*RECORDS SUPPLIED:*

────────────────

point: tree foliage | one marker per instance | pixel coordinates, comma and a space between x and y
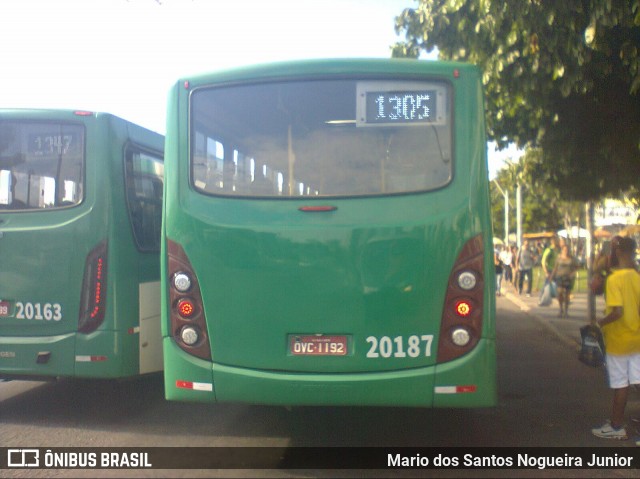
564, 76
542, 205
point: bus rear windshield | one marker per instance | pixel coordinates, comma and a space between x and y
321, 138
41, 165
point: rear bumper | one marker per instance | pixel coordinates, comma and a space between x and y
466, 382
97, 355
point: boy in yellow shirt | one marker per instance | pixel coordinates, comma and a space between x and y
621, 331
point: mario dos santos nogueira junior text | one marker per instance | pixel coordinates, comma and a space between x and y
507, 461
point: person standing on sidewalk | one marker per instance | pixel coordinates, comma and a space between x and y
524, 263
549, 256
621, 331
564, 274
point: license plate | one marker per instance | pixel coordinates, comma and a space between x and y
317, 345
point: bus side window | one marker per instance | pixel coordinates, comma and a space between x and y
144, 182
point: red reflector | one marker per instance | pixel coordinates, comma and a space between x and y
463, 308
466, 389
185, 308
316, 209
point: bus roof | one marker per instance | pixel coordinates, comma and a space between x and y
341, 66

────────────────

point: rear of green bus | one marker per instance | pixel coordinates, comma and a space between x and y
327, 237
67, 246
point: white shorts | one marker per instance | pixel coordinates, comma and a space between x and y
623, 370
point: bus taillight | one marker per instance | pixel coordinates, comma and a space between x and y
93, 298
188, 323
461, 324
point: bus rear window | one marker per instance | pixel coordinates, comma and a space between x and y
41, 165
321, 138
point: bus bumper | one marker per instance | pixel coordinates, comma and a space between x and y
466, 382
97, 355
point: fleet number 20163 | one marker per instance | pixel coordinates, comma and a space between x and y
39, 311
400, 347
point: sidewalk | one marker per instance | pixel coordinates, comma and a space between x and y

────────────────

*TASK DIRECTIONS:* What are the lines, exactly as written above, from the line with "point: bus bumper" to the line with "point: sidewalk |", both included? Output only those.

*TASK RESULT:*
point: bus bumper | one marker per instance | pixel coordinates, comma and a space between x and y
466, 382
97, 355
point: fleet number 20163 | one marker per instance | pixel coordinates, comma and a space between x and y
39, 311
400, 347
point: sidewalk | one marker per instance | pixel coordinates, comma and a space between x and y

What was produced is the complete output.